| Written exercise A |
According to the passage on hate groups below, which factors explain why anti-government and hate groups are fearful and preparing for war? List each one.

| Text provided |
Last week, 10 members of a white supremacist skinhead group called American Front, which authorities described as a militia-styled, anti-Semitic domestic terrorist organization, were arrested in Florida.
The felony arrest charges include paramilitary training, attempting to shoot into an occupied dwelling, and evidence of prejudices while committing an offense. The last charge falls under Florida’s hate-crimes law.
Once based in California, most of the group's activities and most of its members, are in Florida, according to what Potok wrote on the center’s Hate Watch blog.
The reason these anti-government and hate groups are fearful and preparing for war can be attributed to a variety of factors; radical propaganda, anxiety over the re-election of a black president, a sluggish economy, and an irrational fear the government will take away their guns.

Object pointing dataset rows
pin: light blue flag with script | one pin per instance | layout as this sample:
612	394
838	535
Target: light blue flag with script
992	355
...
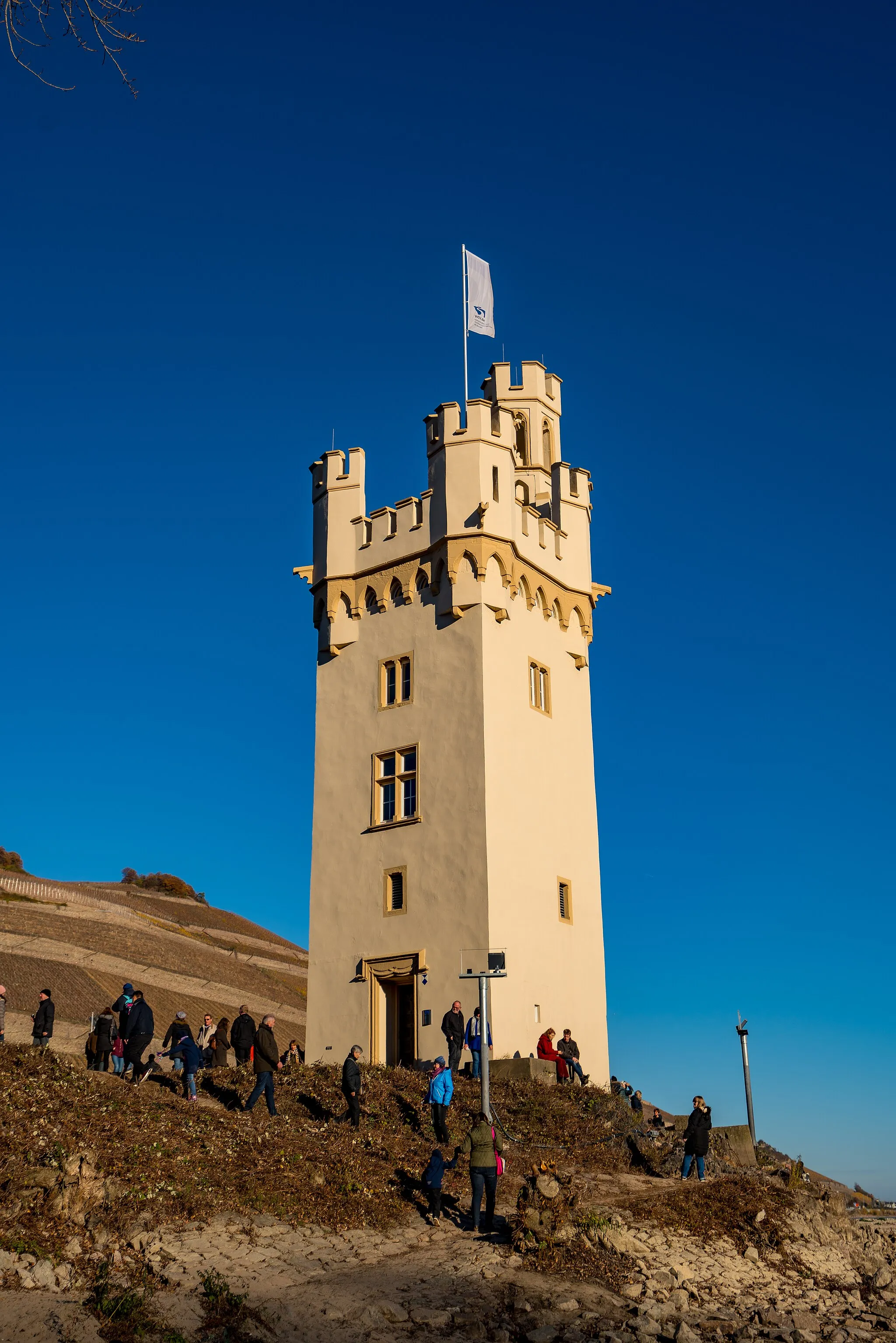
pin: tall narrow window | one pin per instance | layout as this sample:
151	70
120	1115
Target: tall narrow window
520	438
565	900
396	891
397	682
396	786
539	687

| Written exercise B |
Find each line in the entries above that contains the word "sample", and copy those lines.

| Complete output A |
- Radical propaganda
- Anxiety over the re-election of a black president
- A sluggish economy
- An irrational fear the government will take away their guns

| Complete output B |
pin: light blue flag with script | one pin per instance | layout as this sample:
pin: tall narrow window | one pin per instance | layout as this sample:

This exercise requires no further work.